_The problem_
Return the full listing exactly as it is written.

══ Extracted information

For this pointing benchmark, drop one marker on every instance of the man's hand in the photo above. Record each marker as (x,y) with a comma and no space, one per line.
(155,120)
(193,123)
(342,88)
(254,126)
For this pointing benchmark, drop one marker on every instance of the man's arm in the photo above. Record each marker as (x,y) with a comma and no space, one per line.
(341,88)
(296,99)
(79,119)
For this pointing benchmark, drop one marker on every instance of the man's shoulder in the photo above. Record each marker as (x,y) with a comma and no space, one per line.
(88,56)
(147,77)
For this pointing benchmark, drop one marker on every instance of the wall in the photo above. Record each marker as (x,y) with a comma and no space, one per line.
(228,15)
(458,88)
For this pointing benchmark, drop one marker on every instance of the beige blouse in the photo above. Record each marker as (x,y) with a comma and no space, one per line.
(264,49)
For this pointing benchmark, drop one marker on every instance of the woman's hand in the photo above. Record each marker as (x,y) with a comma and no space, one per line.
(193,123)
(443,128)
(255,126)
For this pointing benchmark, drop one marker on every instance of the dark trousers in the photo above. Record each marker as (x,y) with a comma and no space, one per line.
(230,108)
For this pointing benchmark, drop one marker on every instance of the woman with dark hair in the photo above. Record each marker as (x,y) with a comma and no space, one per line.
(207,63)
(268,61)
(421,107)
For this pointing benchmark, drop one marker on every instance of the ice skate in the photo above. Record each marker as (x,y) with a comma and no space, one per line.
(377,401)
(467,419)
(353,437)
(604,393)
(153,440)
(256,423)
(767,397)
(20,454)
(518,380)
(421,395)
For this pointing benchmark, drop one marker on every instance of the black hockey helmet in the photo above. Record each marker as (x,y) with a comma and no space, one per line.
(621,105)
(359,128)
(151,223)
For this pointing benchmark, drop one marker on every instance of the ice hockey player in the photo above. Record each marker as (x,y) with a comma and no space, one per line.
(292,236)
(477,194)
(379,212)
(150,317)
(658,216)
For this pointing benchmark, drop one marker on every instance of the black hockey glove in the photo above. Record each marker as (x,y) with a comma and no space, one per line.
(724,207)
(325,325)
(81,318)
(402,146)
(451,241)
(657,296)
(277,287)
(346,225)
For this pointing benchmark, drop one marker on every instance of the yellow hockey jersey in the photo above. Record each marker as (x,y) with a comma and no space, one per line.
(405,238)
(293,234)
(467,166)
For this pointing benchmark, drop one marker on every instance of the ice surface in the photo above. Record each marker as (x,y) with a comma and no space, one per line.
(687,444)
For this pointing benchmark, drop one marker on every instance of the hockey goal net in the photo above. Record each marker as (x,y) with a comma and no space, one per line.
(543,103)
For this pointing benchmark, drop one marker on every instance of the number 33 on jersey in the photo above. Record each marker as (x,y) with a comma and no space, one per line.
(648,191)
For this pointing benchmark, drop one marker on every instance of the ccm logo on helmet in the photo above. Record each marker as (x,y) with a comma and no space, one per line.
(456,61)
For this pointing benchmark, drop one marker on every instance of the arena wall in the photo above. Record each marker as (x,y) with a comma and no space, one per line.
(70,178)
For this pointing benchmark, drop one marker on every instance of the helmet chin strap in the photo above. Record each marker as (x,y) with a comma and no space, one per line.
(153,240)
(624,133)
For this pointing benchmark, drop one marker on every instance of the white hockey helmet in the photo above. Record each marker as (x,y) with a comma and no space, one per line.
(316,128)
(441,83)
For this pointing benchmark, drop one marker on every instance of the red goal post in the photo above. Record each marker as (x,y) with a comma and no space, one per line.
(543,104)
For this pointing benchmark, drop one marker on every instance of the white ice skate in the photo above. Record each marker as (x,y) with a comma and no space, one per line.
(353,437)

════

_Exercise output_
For this pointing benchmark, drop one marker on every instance of the man's hand in the photo above. Record each marker as (x,y) with a comma and no space, one per line.
(155,120)
(193,123)
(342,88)
(254,126)
For this pointing benchmark, drop one marker on every instance of the man's arm in the photo above. Record each marker as (x,y) with a comma and no space, one per line.
(341,88)
(296,99)
(79,119)
For this pointing benchmark, drop one marker on every instance of the man's shoulder in the photo above. Record each marker as (x,y) with a comma and no space, one per line.
(88,56)
(147,77)
For this pointing benchmark, drop one marker on every instance of the wall in the photo above. Record each marker as (x,y) with a comma and no space, one per line.
(228,15)
(458,88)
For this pointing benchmark, drop one marker on every instance of the beige blouse in the photo above. Record each marker as (x,y) with a comma and no space, one per line.
(264,49)
For this pointing benchmark, drop one marker on every instance of the woman's hand in the photo above. Record each marker as (x,y) with a comma and no space, one per line.
(193,123)
(443,128)
(255,126)
For this pointing benchmark, drop one marker on every instance of the dark trousers in the photo above. Record each marker as (x,y) with a comma and no space, one per line.
(230,108)
For this pointing benchmark, drop one marker on every instance of the woman with dark hair in the photo above. Record each marker as (x,y) with a comma and no space, one per line.
(207,63)
(268,61)
(421,107)
For this pointing benchmark, drop one marker on every instance of the ice skate in the photo above. Record each marker as (x,y) with a comma and no space, one per line.
(377,401)
(467,419)
(353,437)
(604,393)
(153,440)
(256,423)
(767,397)
(20,454)
(518,380)
(421,395)
For this pointing benchmark, drop one marker on every instance of the black hockey helmet in the photo above. Record each marker as (x,y) with a comma and no space, one per line.
(621,105)
(359,128)
(151,223)
For this pointing benchmark, drop one marker on every instance of the ice hockey player in the photo above. Record each marker as (x,y) with a comma and no space, one per line.
(292,236)
(477,194)
(379,212)
(150,317)
(658,216)
For this pointing benchmark, drop one marker on every instance of the black hockey glove in the photo above. Record each marker as (x,y) with a comma and no space, one per line.
(724,207)
(325,325)
(81,318)
(402,146)
(451,241)
(657,296)
(277,287)
(346,225)
For this pointing benchmark, drop one marker on every instance of the yellow hockey jersey in the photo above. Record each marker as (x,y) with a comma and no space, one per line.
(405,238)
(293,234)
(467,166)
For this pointing benchmark, drop one marker on every instance of the ice surface in the photo above. Record each marker as (x,y) with a comma and no space, one per line.
(687,444)
For this pointing benchmark, drop one marker on every instance of the hockey goal net in the photo above. Record each marker as (x,y) with a comma and no space, one per line.
(543,103)
For this pointing benchmark, drop one marker on every instance of the number 33 on jersey in the photo above. Record each marker as (x,y) with a comma and no space, one per line.
(648,191)
For this pointing benchmark, drop one marker on every instance of the ccm logo on helmet in the photo above. Record each marker as (x,y) with a comma and no space, one per line.
(456,61)
For this pointing benchmark, drop one marker on every instance of the arena wall in the photo above. Record each marker as (x,y) with a comma and no space, one per line.
(70,178)
For this pointing benchmark, drop one marker on every instance of the helmet chin strap in the photo above. Record each marker as (x,y) with a comma and no space, one per line.
(153,240)
(624,133)
For this pointing benchmark, drop one marker on every instance of the white hockey helmet in the photo above. Record each marker as (x,y) with a comma and no space, one per line.
(316,128)
(441,83)
For this pointing benchmark, drop one marker on every instance of the red goal post in the photo above. Record each marker as (x,y) with a comma and no space, one per line.
(543,104)
For this pointing benchmark, drop one marker on every instance of the white ice skate in the photo above. Record each marker as (x,y) with a comma and no space, one per line.
(353,437)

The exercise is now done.